**What you have to do:**
Everything from the line with "of the sidewalk?" through the last line of the records below should be copied exactly, both ends included.

**Material for the task:**
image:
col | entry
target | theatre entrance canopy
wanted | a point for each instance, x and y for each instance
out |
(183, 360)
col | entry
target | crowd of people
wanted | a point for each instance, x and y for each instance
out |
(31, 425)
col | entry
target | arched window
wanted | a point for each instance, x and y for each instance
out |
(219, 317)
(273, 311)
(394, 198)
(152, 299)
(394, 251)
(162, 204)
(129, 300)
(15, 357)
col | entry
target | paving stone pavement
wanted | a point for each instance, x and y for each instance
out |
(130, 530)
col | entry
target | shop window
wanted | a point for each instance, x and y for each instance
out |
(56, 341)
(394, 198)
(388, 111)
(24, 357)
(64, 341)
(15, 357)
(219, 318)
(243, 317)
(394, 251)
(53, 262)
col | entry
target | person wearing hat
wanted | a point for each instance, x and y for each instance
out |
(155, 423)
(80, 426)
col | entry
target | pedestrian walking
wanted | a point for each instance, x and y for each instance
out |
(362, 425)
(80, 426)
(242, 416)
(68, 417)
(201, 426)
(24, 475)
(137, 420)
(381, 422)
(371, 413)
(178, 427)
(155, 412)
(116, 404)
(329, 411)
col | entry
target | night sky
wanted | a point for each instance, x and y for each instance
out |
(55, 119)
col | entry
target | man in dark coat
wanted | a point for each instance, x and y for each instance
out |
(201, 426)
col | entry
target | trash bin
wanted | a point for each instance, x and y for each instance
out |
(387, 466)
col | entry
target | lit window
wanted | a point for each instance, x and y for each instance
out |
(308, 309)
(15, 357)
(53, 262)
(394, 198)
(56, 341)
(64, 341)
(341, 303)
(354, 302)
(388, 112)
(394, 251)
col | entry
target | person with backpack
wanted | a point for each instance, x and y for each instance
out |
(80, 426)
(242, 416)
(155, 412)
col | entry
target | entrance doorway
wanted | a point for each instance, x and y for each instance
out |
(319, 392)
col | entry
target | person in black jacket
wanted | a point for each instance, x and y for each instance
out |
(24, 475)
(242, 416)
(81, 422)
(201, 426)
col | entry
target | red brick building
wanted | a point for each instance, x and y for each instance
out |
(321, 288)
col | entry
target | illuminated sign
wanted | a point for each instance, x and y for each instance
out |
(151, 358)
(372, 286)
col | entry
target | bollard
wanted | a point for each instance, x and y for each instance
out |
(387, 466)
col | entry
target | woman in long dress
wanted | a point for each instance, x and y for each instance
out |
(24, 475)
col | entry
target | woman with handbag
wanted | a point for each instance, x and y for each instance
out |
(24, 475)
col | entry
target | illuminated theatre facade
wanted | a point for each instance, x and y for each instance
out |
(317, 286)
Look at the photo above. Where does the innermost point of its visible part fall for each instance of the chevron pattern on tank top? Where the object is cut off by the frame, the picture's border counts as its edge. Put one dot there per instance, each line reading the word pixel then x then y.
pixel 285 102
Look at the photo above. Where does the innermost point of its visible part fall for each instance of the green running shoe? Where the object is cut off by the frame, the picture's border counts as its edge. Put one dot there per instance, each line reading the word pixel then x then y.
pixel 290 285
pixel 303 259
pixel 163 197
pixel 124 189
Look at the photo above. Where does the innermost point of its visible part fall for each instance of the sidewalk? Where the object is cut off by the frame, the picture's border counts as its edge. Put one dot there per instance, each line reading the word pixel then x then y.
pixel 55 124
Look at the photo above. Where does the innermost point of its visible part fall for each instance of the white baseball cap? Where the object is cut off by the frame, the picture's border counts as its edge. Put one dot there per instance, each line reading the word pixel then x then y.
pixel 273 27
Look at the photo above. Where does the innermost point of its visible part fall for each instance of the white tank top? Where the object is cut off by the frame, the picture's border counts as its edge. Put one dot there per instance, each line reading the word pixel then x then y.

**Response for this exercise:**
Look at the photo above. Where does the innermost point of its visible part fall for each instance of the sidewalk? Where the object is cut off by the frame, the picture's border counts as its edge. Put one dot there per instance, each line reading the word pixel then x then y.
pixel 55 124
Look at the photo above. Where does the innermost point of its visible part fall for each instance of the white baseball cap? Where the object is cut off by the frame, the picture's border counts as its edge. Put one dot there per instance, each line reading the word pixel then x then y.
pixel 273 27
Look at the photo above. Where does the innermost point of its visible part fall for each instance of the white tank top? Where the object is cut off by the frame, the picture's border counts as its edge. Put one dot there per instance, each line reading the word pixel then x then y.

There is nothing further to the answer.